• [Instructions for the task] Output the following data exactly.

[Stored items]
::::::

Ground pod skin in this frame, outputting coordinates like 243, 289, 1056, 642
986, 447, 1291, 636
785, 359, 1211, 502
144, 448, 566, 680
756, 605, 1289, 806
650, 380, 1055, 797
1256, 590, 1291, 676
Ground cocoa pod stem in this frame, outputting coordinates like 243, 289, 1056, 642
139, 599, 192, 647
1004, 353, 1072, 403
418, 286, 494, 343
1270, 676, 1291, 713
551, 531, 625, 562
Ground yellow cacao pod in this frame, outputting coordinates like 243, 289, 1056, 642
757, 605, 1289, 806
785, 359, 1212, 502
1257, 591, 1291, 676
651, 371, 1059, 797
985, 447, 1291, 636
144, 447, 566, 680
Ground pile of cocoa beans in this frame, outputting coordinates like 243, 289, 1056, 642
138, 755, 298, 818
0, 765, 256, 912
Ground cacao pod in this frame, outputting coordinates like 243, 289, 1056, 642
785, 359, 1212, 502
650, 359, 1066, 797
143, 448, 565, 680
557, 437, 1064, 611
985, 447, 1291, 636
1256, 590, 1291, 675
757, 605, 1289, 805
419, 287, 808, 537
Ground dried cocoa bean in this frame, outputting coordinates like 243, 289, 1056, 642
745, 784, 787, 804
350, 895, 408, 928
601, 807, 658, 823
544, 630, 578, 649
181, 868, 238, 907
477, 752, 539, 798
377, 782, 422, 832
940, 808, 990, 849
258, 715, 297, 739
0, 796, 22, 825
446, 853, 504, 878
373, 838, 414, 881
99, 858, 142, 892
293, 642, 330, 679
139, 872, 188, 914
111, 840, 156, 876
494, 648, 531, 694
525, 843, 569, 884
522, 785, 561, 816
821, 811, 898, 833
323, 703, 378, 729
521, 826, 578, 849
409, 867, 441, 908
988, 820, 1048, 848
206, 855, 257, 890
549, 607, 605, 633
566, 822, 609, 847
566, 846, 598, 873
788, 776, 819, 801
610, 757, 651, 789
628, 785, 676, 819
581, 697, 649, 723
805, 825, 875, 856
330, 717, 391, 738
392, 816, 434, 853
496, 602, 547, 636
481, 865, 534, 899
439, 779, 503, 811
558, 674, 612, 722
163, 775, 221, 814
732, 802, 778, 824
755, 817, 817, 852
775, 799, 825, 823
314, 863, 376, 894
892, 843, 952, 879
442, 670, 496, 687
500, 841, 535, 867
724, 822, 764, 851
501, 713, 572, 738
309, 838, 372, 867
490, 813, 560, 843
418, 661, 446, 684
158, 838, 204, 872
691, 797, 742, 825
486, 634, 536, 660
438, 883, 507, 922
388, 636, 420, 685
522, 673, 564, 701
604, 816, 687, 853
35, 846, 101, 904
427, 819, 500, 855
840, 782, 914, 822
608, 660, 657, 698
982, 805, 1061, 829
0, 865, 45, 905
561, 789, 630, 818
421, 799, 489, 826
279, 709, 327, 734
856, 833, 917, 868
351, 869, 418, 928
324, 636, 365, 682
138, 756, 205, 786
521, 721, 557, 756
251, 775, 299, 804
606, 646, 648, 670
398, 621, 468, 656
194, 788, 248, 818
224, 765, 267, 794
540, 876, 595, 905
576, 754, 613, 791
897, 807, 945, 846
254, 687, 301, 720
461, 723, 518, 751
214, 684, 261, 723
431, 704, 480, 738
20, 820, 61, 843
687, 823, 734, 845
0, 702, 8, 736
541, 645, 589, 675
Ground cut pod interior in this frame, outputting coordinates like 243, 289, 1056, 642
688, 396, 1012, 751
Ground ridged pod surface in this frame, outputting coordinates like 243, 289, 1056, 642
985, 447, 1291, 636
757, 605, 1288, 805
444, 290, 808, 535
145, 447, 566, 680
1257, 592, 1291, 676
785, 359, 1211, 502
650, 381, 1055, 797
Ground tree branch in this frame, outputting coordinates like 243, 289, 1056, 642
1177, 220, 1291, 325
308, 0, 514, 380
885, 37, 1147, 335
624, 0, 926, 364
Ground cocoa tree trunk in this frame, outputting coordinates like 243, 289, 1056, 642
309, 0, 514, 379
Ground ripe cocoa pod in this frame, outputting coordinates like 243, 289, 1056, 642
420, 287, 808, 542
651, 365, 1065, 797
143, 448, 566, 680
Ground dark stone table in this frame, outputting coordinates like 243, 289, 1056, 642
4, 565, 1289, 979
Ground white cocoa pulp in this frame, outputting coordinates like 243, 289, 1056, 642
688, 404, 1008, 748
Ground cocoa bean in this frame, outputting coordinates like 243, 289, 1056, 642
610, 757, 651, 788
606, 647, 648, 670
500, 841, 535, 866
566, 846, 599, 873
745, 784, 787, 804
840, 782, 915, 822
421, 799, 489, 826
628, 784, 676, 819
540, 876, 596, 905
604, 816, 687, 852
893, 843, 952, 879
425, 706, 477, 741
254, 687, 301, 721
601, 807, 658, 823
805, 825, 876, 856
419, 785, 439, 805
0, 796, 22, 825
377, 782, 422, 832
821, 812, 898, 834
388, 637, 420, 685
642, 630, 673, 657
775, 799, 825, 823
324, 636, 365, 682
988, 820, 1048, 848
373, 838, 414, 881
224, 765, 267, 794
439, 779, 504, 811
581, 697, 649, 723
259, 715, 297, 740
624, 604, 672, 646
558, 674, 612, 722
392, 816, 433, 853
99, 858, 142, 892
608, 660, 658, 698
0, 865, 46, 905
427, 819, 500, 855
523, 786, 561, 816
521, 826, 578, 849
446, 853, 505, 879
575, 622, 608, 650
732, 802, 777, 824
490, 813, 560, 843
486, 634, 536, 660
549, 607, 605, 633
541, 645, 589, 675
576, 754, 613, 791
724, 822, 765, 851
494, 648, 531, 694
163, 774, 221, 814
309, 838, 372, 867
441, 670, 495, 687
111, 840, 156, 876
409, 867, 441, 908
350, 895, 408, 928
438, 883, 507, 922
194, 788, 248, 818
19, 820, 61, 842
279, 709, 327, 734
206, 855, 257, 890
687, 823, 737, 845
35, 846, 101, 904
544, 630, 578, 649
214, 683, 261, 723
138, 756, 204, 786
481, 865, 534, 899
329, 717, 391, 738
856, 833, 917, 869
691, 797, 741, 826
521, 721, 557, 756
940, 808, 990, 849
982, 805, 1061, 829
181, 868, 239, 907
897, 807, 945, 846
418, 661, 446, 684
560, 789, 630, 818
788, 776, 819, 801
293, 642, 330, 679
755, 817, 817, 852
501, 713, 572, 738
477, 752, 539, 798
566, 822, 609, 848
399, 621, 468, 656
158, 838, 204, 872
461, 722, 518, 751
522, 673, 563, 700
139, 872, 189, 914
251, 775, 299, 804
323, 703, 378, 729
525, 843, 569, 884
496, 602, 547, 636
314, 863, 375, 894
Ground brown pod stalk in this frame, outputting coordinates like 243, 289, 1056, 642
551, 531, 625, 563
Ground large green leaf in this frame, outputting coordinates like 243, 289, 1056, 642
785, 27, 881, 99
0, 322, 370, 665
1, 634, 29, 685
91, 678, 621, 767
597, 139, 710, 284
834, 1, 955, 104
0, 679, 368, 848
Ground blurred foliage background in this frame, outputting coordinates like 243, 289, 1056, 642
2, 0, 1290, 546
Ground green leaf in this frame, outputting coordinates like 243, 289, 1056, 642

::::::

• [Answer below]
Ground pod skin in this frame, outputting coordinates like 243, 289, 1056, 642
986, 447, 1291, 636
785, 359, 1211, 502
144, 448, 566, 680
756, 605, 1289, 806
650, 380, 1055, 797
1256, 590, 1291, 676
Ground cocoa pod stem in this frame, outputting coordinates like 243, 289, 1056, 642
139, 599, 192, 647
1004, 353, 1072, 403
418, 286, 494, 343
1270, 676, 1291, 713
551, 531, 625, 562
Ground yellow cacao pod in this frame, outputting coordinates like 243, 289, 1056, 642
757, 605, 1289, 806
785, 359, 1212, 502
1257, 591, 1291, 676
651, 371, 1059, 797
985, 447, 1291, 636
144, 447, 566, 680
Ground pile of cocoa beans in this frame, outputting coordinates like 243, 289, 1056, 642
138, 755, 298, 818
0, 765, 256, 912
Ground cacao pod in this frame, outputting coordinates like 243, 289, 1056, 642
785, 359, 1212, 502
650, 359, 1066, 797
143, 448, 565, 680
557, 437, 1064, 611
985, 447, 1291, 636
1256, 590, 1291, 675
757, 605, 1289, 805
419, 287, 808, 537
Ground dried cocoa bean in this frame, outputting coordinates like 243, 289, 1056, 642
745, 784, 787, 804
350, 895, 408, 928
601, 807, 658, 823
544, 630, 578, 649
181, 868, 238, 907
477, 752, 539, 798
377, 782, 422, 832
940, 808, 990, 849
258, 715, 297, 739
0, 796, 22, 825
446, 853, 504, 878
373, 838, 414, 881
99, 858, 142, 892
293, 642, 330, 679
139, 872, 188, 914
111, 840, 156, 876
494, 648, 531, 694
525, 843, 569, 884
522, 785, 561, 816
821, 811, 898, 833
323, 703, 378, 729
521, 826, 578, 849
409, 867, 441, 908
988, 820, 1048, 848
206, 855, 257, 890
549, 607, 605, 633
566, 822, 609, 847
566, 846, 598, 873
788, 776, 819, 801
610, 757, 651, 789
628, 785, 676, 819
581, 697, 649, 723
805, 825, 875, 856
330, 717, 391, 738
392, 816, 434, 853
496, 602, 547, 636
481, 865, 534, 899
439, 779, 503, 811
558, 674, 612, 722
163, 775, 221, 814
732, 802, 778, 824
755, 817, 817, 852
775, 799, 825, 823
314, 863, 376, 894
892, 843, 952, 879
442, 670, 496, 687
500, 841, 535, 867
724, 822, 764, 851
501, 713, 572, 738
309, 838, 372, 867
490, 813, 560, 843
418, 661, 446, 684
158, 838, 204, 872
691, 797, 742, 825
486, 634, 536, 660
438, 883, 507, 922
388, 636, 420, 685
522, 673, 564, 701
604, 816, 687, 853
35, 846, 101, 904
427, 819, 500, 855
840, 782, 914, 822
608, 660, 657, 698
982, 805, 1061, 829
0, 865, 45, 905
561, 789, 630, 818
421, 799, 489, 826
279, 709, 327, 734
856, 833, 917, 868
351, 869, 418, 928
324, 636, 365, 682
138, 756, 205, 786
521, 721, 557, 756
251, 775, 299, 804
606, 646, 648, 670
398, 621, 468, 656
194, 788, 248, 818
224, 765, 267, 794
540, 876, 595, 905
576, 754, 613, 791
897, 807, 945, 846
254, 687, 301, 720
461, 723, 518, 751
214, 684, 261, 723
431, 704, 480, 738
20, 820, 61, 843
687, 823, 734, 845
0, 702, 8, 736
541, 645, 589, 675
Ground cut pod interior in this frame, outputting coordinates like 243, 289, 1056, 642
688, 396, 1012, 751
Ground ridged pod surface in this frame, outputting coordinates like 243, 289, 1056, 642
985, 447, 1291, 636
757, 605, 1288, 805
444, 290, 808, 535
145, 447, 566, 680
1257, 592, 1291, 676
785, 359, 1211, 502
650, 381, 1055, 797
Ground tree branch in this frame, outputting coordinates like 243, 289, 1056, 642
1177, 220, 1291, 325
308, 0, 514, 380
885, 37, 1147, 335
624, 0, 926, 364
Ground cocoa tree trunk in this frame, outputting coordinates like 243, 289, 1056, 642
309, 0, 514, 379
Ground ripe cocoa pod in this frame, outputting coordinates like 243, 289, 1056, 642
420, 287, 808, 542
651, 365, 1065, 797
143, 448, 566, 680
Ground dark stone table in this frame, outputting coordinates like 243, 289, 1056, 642
4, 565, 1289, 979
Ground white cocoa pulp in this frame, outputting coordinates like 243, 289, 1056, 642
688, 404, 1008, 748
Ground cocoa bean in this frame, outputting coordinates like 243, 289, 1056, 642
610, 757, 651, 788
606, 647, 648, 670
500, 841, 535, 866
566, 846, 599, 873
745, 784, 787, 804
840, 782, 915, 822
421, 799, 489, 826
628, 784, 676, 819
540, 876, 596, 905
604, 816, 687, 852
893, 843, 952, 879
425, 706, 477, 741
254, 687, 301, 721
601, 807, 658, 823
805, 825, 876, 856
419, 785, 439, 805
0, 796, 22, 825
377, 782, 422, 832
821, 812, 898, 834
388, 637, 420, 685
642, 630, 673, 657
775, 799, 825, 823
324, 636, 365, 682
988, 820, 1048, 848
373, 838, 414, 881
224, 765, 267, 794
439, 779, 504, 811
581, 697, 649, 723
259, 715, 297, 740
624, 604, 672, 646
558, 674, 612, 722
392, 816, 433, 853
99, 858, 142, 892
608, 660, 658, 698
0, 865, 46, 905
427, 819, 500, 855
523, 786, 561, 816
521, 826, 578, 849
446, 853, 505, 879
575, 622, 608, 650
732, 802, 777, 824
490, 813, 560, 843
486, 634, 536, 660
549, 607, 605, 633
541, 645, 589, 675
576, 754, 613, 791
724, 822, 765, 851
494, 648, 531, 694
163, 774, 221, 814
309, 838, 372, 867
441, 670, 495, 687
111, 840, 156, 876
409, 867, 441, 908
350, 895, 408, 928
438, 883, 507, 922
194, 788, 248, 818
19, 820, 61, 842
279, 709, 327, 734
206, 855, 257, 890
687, 823, 737, 845
35, 846, 101, 904
544, 630, 578, 649
214, 683, 261, 723
138, 756, 204, 786
481, 865, 534, 899
329, 717, 391, 738
856, 833, 917, 869
691, 797, 741, 826
521, 721, 557, 756
940, 808, 990, 849
982, 805, 1061, 829
181, 868, 239, 907
897, 807, 945, 846
418, 661, 446, 684
560, 789, 630, 818
788, 776, 819, 801
293, 642, 330, 679
755, 817, 817, 852
501, 713, 572, 738
477, 752, 539, 798
566, 822, 609, 848
399, 621, 468, 656
158, 838, 204, 872
461, 722, 518, 751
522, 673, 563, 700
139, 872, 189, 914
251, 775, 299, 804
323, 703, 378, 729
525, 843, 569, 884
496, 602, 547, 636
314, 863, 375, 894
Ground brown pod stalk in this frame, outputting coordinates like 243, 289, 1056, 642
551, 531, 625, 563
Ground large green leaf in this frame, outputting coordinates like 243, 289, 1056, 642
785, 27, 881, 99
0, 322, 370, 665
1, 634, 29, 685
91, 678, 621, 767
597, 139, 710, 284
834, 1, 955, 104
0, 679, 368, 848
Ground blurred foliage background in this frame, outputting coordinates like 243, 289, 1056, 642
2, 0, 1290, 546
Ground green leaf in this frame, outputting coordinates like 243, 289, 1056, 642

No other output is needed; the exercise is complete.